Your assignment:
In two sentences, summarize the passage below on lacto-fermented foods.

Document passage:
>>>>
Dating back between 6000-4000 B.C. lacto-fermented foods have been an important part of diets within many cultures. The first recorded lacto-fermented foods were located within North East Africa and the Mediterranean region — dairy, teff, olives and root vegetables were among these foods. The beauty found in this preparation style is the biochemical change that occurs in slow fermentation. Fermenting of dairy lowers lactose and increases protein digestibility. Soy is easier to digest when fermented; olives are simply more palatable. Cabbage, often a main ingredient used in sauerkraut and kimchi, is a cruciferous vegetable that is tough to digest, making it durable for a slow-ferment recipe. Hard-to-digest foods, and indigestion from certain foods, means that it’s less likely you’re absorbing the nutrients available in a food. The neat thing foods like cheese, yogurt, tempeh, kimchi, injera and sauerkraut, to name a few, is that their nutrients are made more available with fermentation. Here’s a delicious recipe from Nourished Kitchen so you can try making kraut at home!
|HOT PINK JALAPENO GARLIC KRAUT||
- 3½ pounds red cabbage, (shredded)
- 3 cloves garlic, (minced)
- 4 medium jalapeno peppers, (sliced thin)
- 1 tablespoon unrefined sea salt
- Wearing gloves to protect your hands from the volatile oils in the peppers, toss the cabbage, garlic, jalapenos and sea salt into a large mixing bowl. Knead the vegetables together by hand for 5 minutes until they begin to release their juices. Allow the shredded vegetables to rest a further 5 minutes, then return for 5 more minutes of kneading.
- Layer the salted vegetables into a quart-sized fermentation jar or crock (find a crock online), and pack tightly until the brine created by the vegetable juice and salt completely submerges the shredded cabbage and peppers. Weigh down the vegetables with a glass weight sterilized stone or other heavy item small enough to fit within your crock, close and ferment at room temperature.
- Taste after about 3 weeks and continue to ferment if the sauerkraut hasn’t achieved the level of tartness you prefer. Transfer to cold storage when sour enough for your liking and use within 9 months.
<<<<
Recorded information:
>>>>
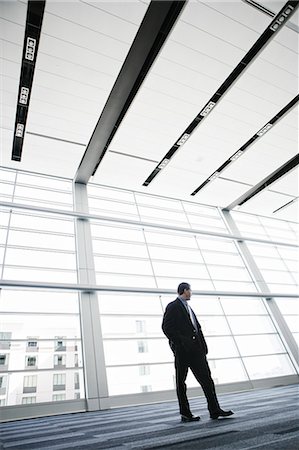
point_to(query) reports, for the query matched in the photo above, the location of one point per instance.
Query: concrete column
(92, 341)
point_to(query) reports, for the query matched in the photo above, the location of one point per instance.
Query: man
(188, 344)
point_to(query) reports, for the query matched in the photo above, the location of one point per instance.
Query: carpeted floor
(264, 419)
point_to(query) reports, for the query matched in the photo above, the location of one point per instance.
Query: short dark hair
(182, 287)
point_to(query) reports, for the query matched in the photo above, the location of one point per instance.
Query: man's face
(187, 293)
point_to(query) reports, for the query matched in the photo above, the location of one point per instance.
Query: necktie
(192, 317)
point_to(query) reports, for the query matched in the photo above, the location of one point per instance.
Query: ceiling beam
(266, 182)
(34, 20)
(276, 24)
(153, 31)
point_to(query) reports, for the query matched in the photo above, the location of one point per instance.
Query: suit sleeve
(202, 338)
(169, 326)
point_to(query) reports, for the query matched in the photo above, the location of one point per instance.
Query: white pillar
(284, 331)
(92, 341)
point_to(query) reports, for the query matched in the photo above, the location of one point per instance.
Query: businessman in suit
(188, 344)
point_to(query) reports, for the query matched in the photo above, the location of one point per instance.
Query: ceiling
(83, 46)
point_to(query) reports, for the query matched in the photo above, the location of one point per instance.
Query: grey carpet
(264, 419)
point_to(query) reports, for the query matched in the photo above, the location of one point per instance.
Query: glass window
(175, 254)
(228, 371)
(180, 269)
(31, 221)
(268, 366)
(58, 397)
(221, 347)
(118, 248)
(31, 361)
(261, 344)
(243, 305)
(30, 380)
(28, 400)
(251, 325)
(59, 379)
(121, 265)
(3, 359)
(38, 258)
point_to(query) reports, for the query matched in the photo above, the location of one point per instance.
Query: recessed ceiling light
(183, 139)
(207, 109)
(264, 129)
(30, 49)
(19, 130)
(283, 16)
(236, 155)
(24, 96)
(215, 175)
(163, 163)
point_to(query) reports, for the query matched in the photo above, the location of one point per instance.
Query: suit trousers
(198, 364)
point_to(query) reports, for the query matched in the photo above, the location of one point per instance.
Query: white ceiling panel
(274, 75)
(11, 32)
(220, 192)
(130, 11)
(258, 162)
(290, 212)
(131, 171)
(288, 184)
(82, 48)
(47, 156)
(95, 19)
(242, 13)
(10, 51)
(208, 19)
(265, 202)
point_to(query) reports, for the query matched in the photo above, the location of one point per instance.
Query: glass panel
(180, 269)
(35, 321)
(49, 182)
(243, 305)
(34, 274)
(37, 222)
(41, 240)
(122, 327)
(129, 351)
(125, 280)
(118, 248)
(162, 215)
(202, 306)
(175, 254)
(196, 283)
(176, 240)
(123, 265)
(288, 305)
(213, 325)
(251, 325)
(268, 366)
(129, 304)
(259, 345)
(228, 371)
(221, 347)
(128, 380)
(39, 301)
(33, 258)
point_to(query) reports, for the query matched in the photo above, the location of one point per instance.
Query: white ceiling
(82, 48)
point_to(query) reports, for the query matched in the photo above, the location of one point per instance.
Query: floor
(265, 419)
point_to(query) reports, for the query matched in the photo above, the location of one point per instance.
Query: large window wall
(138, 242)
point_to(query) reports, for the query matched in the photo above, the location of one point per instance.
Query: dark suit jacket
(177, 326)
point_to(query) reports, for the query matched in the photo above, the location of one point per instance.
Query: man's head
(184, 290)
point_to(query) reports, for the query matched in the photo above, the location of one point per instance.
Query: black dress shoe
(189, 418)
(221, 413)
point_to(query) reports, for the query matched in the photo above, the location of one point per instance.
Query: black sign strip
(250, 141)
(34, 19)
(279, 20)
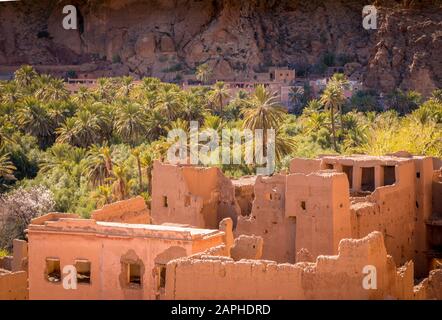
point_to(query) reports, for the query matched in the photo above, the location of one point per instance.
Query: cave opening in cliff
(80, 21)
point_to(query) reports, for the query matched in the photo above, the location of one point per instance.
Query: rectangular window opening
(83, 271)
(53, 272)
(303, 206)
(187, 201)
(134, 276)
(389, 175)
(348, 170)
(367, 183)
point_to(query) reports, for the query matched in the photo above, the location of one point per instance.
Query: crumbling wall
(244, 194)
(111, 250)
(437, 192)
(127, 211)
(13, 285)
(320, 204)
(13, 273)
(268, 220)
(247, 247)
(330, 277)
(197, 196)
(390, 210)
(306, 166)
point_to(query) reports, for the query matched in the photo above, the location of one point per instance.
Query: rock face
(238, 38)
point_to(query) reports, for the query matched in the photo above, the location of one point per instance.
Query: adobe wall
(330, 277)
(423, 182)
(128, 211)
(197, 196)
(108, 248)
(13, 285)
(437, 192)
(245, 193)
(306, 166)
(13, 273)
(397, 199)
(268, 220)
(391, 210)
(320, 204)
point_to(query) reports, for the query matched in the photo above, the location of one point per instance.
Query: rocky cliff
(239, 38)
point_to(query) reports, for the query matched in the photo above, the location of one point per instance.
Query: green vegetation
(98, 146)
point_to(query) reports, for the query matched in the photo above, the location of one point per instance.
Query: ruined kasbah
(335, 227)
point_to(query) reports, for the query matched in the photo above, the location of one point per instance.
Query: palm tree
(67, 133)
(58, 111)
(62, 156)
(130, 122)
(120, 187)
(296, 96)
(136, 152)
(333, 99)
(102, 196)
(9, 93)
(87, 128)
(263, 110)
(204, 73)
(126, 86)
(103, 89)
(219, 95)
(34, 119)
(56, 90)
(168, 103)
(192, 108)
(313, 106)
(6, 167)
(98, 165)
(83, 95)
(4, 137)
(156, 125)
(24, 76)
(147, 159)
(213, 122)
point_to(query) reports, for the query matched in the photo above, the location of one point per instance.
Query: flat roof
(56, 223)
(156, 227)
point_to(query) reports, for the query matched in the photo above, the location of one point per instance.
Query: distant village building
(311, 231)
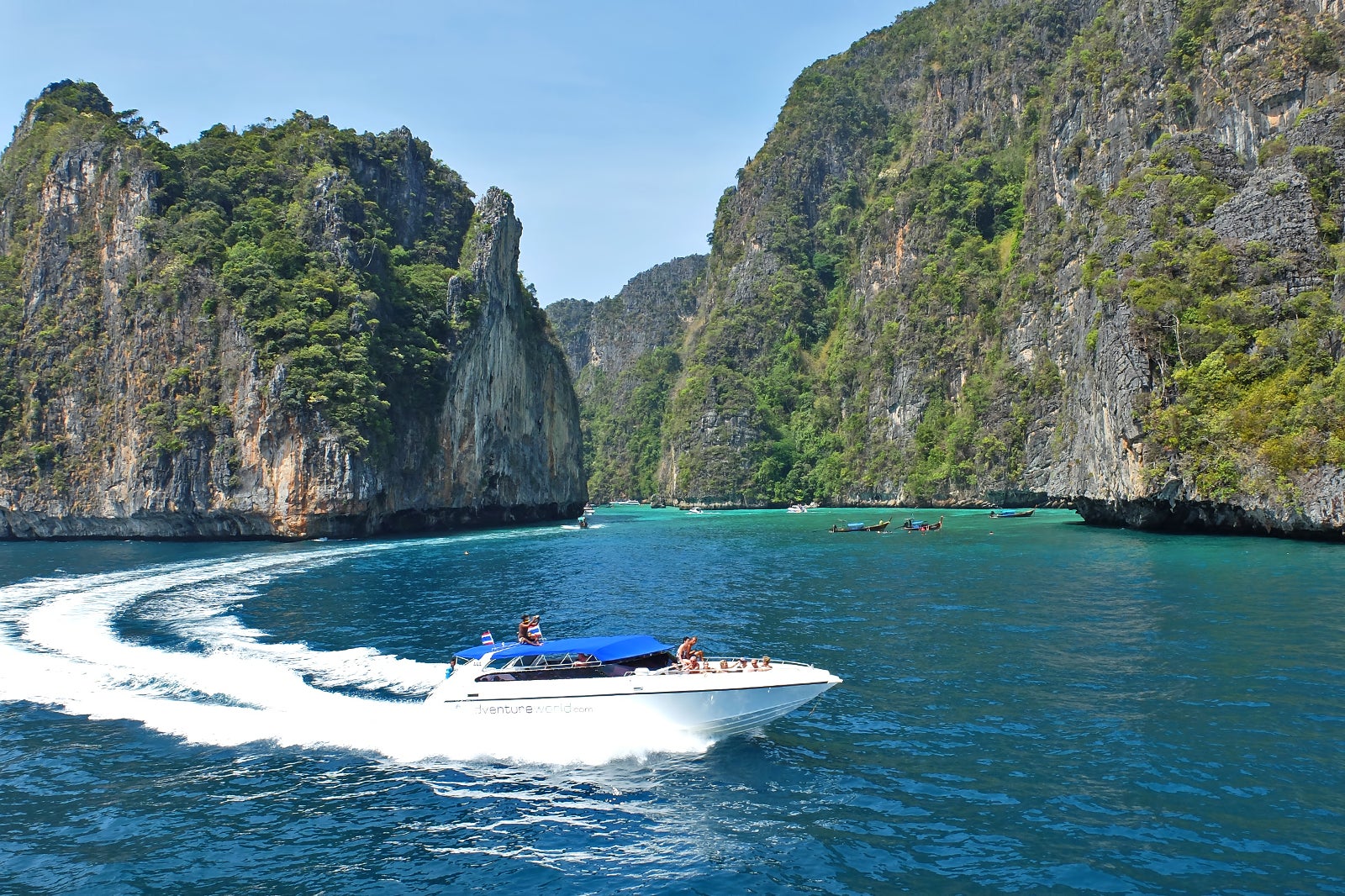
<<<<
Result for this exercise:
Lacto-fermented foods date back to between 6000 and 4000 B.C., first appearing in North East Africa and the Mediterranean region, and slow fermentation changes foods biochemically so that their nutrients are made more available. A recipe for hot pink jalapeno garlic kraut has red cabbage, garlic, jalapenos and sea salt kneaded together, packed into a jar under their own brine, weighed down, and fermented at room temperature for about three weeks or until sour enough, then moved to cold storage.